Stated task: Reproduce verbatim the stretch from the line containing "query (the noun phrase to segment): tail" through the end of the items, with both ends included.
::::::::
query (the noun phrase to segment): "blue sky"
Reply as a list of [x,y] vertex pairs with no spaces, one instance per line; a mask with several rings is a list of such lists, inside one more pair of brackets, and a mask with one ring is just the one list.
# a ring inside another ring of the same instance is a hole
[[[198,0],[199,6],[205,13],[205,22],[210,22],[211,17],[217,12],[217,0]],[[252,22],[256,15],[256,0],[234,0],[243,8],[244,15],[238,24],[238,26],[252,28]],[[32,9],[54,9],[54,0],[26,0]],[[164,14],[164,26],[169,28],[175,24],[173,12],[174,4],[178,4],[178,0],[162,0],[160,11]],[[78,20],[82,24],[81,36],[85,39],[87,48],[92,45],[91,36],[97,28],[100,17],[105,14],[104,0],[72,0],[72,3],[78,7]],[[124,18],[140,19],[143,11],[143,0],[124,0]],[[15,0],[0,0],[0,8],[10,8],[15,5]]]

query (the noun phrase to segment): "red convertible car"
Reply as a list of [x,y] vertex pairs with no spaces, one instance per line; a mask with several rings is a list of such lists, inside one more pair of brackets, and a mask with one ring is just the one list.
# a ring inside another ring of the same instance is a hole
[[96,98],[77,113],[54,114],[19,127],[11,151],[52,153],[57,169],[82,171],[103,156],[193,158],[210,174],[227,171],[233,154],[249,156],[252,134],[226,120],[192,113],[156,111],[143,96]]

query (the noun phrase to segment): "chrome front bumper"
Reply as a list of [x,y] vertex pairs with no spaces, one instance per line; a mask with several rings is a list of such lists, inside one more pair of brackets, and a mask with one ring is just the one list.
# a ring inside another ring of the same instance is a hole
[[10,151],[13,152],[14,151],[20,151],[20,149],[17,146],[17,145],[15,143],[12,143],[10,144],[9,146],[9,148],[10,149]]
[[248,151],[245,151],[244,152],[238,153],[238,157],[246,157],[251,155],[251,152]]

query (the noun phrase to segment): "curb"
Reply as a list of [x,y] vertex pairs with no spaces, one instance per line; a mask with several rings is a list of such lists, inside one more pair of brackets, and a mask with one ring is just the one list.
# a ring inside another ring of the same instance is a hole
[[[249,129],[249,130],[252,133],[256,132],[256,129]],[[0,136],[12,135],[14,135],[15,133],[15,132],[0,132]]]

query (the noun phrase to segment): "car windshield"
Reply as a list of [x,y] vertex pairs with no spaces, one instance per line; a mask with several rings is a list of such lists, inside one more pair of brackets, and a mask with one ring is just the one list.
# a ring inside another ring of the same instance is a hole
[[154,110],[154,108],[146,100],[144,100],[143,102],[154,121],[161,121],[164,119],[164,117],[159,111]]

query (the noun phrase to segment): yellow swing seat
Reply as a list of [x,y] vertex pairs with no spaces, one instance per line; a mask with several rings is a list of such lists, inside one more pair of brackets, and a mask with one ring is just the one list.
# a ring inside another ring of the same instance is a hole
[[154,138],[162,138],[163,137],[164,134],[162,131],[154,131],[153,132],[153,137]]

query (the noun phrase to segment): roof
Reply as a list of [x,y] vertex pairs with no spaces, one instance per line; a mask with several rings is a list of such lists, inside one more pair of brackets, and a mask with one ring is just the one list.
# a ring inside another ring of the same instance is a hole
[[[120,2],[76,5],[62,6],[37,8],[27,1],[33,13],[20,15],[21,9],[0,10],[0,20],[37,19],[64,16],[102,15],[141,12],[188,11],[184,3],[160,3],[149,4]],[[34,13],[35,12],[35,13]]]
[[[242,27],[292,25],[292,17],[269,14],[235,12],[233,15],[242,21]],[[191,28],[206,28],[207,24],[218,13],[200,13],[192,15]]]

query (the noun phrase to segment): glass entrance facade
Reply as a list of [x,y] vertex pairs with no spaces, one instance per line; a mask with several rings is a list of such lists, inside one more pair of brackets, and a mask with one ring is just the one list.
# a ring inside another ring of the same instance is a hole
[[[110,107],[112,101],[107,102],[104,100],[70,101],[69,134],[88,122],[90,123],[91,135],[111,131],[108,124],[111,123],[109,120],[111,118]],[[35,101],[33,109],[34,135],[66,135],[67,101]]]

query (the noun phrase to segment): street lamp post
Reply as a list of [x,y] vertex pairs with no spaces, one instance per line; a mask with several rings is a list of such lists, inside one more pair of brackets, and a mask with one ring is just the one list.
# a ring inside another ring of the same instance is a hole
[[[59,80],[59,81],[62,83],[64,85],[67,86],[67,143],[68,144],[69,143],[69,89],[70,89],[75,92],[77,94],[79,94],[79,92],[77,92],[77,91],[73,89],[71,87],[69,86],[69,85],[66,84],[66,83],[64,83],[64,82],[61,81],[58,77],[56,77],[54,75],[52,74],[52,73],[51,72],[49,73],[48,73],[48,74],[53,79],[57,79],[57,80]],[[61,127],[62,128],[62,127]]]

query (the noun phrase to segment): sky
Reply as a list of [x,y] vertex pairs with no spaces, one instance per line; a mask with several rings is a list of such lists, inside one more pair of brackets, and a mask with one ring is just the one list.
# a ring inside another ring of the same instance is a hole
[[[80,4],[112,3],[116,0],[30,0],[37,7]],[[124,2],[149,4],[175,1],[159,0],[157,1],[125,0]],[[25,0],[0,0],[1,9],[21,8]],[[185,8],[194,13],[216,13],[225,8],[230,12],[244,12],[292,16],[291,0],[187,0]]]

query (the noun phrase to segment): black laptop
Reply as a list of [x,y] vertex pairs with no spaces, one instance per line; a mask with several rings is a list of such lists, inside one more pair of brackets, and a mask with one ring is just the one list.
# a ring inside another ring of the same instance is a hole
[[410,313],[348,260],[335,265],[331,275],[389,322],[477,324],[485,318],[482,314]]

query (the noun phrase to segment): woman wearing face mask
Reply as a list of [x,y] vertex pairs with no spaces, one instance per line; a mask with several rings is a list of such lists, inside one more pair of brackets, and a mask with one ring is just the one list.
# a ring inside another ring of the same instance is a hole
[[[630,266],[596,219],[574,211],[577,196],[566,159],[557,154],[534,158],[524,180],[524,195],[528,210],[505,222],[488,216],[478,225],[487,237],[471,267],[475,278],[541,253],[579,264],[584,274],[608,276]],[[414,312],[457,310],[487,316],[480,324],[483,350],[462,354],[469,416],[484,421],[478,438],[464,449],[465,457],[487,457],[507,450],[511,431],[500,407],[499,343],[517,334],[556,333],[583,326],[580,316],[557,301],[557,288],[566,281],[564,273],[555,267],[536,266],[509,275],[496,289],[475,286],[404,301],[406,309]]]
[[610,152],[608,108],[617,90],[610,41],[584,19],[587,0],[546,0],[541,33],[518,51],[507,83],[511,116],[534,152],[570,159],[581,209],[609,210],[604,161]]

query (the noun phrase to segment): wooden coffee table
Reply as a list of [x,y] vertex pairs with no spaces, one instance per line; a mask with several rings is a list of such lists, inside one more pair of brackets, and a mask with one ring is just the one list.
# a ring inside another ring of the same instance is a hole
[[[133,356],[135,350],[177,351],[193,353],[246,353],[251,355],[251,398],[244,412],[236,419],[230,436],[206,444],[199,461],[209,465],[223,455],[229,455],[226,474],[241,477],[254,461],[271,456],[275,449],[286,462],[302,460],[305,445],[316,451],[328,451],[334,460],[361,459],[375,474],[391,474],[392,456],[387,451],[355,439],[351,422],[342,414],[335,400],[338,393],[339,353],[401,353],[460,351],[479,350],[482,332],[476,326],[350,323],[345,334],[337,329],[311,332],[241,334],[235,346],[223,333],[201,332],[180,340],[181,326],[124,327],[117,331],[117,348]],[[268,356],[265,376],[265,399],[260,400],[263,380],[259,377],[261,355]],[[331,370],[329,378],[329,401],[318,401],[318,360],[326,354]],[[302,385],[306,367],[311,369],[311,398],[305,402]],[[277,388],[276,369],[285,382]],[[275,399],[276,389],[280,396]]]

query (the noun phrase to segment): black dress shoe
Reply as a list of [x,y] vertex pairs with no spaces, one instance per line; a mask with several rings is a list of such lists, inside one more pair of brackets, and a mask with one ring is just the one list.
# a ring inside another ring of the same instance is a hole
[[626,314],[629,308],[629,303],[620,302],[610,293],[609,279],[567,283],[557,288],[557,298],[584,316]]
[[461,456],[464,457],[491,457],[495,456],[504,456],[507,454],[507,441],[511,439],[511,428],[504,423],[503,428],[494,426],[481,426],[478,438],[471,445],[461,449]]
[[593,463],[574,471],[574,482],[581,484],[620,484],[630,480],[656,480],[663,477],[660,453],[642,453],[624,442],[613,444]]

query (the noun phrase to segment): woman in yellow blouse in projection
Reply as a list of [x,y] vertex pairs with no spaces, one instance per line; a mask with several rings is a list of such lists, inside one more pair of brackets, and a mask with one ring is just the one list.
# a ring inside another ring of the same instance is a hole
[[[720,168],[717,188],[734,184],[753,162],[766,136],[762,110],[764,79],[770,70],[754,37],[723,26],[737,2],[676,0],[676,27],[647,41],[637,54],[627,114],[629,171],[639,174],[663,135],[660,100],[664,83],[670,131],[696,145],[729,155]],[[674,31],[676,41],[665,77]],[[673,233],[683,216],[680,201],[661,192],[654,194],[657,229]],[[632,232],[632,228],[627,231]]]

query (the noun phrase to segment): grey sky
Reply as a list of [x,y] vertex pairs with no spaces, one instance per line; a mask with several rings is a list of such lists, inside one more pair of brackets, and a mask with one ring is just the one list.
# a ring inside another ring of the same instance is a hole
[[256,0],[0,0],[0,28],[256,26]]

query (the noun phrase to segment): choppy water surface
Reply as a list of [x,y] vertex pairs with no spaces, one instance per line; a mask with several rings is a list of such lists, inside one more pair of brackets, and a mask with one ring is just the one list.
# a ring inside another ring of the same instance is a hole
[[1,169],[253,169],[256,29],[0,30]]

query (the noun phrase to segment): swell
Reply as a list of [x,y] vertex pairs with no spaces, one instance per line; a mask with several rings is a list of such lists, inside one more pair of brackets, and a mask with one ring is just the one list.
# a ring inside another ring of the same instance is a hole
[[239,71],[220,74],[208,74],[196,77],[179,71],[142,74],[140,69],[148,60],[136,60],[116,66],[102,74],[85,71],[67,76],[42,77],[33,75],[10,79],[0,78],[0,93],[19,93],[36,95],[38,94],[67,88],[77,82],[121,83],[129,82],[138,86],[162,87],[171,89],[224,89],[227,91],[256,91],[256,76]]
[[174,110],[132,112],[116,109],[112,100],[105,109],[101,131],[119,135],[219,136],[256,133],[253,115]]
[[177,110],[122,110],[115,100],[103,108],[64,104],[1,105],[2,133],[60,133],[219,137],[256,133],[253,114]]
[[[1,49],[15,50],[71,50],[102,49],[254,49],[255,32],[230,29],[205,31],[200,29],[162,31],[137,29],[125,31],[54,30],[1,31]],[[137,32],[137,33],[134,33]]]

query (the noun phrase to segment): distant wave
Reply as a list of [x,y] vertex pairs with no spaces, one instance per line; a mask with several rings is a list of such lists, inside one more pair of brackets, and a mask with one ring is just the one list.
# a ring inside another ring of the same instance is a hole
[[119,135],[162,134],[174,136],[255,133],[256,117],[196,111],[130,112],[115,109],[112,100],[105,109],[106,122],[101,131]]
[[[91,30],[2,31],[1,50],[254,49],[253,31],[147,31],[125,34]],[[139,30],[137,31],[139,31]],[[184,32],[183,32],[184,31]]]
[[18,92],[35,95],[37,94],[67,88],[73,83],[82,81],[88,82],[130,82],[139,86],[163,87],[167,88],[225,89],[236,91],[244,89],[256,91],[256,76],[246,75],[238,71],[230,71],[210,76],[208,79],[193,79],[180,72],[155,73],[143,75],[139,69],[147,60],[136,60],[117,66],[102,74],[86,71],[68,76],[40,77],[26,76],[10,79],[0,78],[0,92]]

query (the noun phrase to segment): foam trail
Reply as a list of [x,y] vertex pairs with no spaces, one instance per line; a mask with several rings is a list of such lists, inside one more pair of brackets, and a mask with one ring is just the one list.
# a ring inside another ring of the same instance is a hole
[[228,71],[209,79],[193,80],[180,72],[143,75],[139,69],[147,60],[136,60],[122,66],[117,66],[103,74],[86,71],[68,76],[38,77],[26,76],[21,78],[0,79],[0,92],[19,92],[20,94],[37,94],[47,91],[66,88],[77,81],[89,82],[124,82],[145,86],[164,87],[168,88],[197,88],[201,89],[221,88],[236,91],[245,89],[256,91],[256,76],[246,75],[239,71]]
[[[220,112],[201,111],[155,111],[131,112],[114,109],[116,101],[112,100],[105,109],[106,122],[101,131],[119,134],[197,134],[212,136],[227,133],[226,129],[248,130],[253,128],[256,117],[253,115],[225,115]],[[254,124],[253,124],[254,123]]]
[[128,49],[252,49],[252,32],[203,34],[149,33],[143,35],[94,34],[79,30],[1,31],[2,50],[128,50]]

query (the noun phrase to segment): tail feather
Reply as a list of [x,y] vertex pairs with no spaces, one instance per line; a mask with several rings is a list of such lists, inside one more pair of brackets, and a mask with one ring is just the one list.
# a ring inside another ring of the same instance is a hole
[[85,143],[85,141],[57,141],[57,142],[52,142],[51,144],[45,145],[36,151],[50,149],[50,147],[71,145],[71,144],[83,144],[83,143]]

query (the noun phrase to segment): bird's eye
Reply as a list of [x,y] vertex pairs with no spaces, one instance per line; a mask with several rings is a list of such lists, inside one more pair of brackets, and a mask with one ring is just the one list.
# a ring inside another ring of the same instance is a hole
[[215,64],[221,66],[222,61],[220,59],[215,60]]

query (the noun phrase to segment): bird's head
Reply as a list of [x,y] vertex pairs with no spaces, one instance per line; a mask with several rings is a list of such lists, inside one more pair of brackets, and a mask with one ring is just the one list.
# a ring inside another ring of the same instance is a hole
::::::::
Response:
query (the noun phrase to segment): tail feather
Reply as a list of [x,y] vertex pairs with no spaces, one instance per line; a mask with several rings is a list of such lists, inside one more pair of brackets, and a mask with one ring is just the one list.
# a ring inside another ring of the same instance is a hole
[[85,143],[85,141],[57,141],[57,142],[52,142],[51,144],[45,145],[36,151],[50,149],[50,147],[71,145],[71,144],[83,144],[83,143]]

query (the noun phrase to segment): bird's eye
Reply as a list of [x,y] vertex pairs with no spaces, one instance per line; a mask with several rings is a list of such lists, inside one more pair of brackets, and a mask with one ring is just the one list.
# a ring inside another ring of the same instance is a hole
[[215,64],[221,66],[222,61],[220,59],[215,60]]

query (the noun phrase to segment): bird's head
Reply as a list of [x,y] vertex pairs with no spaces, one instance per line; a mask with several rings is a list of such lists, inside one more pair of brackets, and a mask with one ring is just the one list.
# a ring inside another ring of the same instance is a hole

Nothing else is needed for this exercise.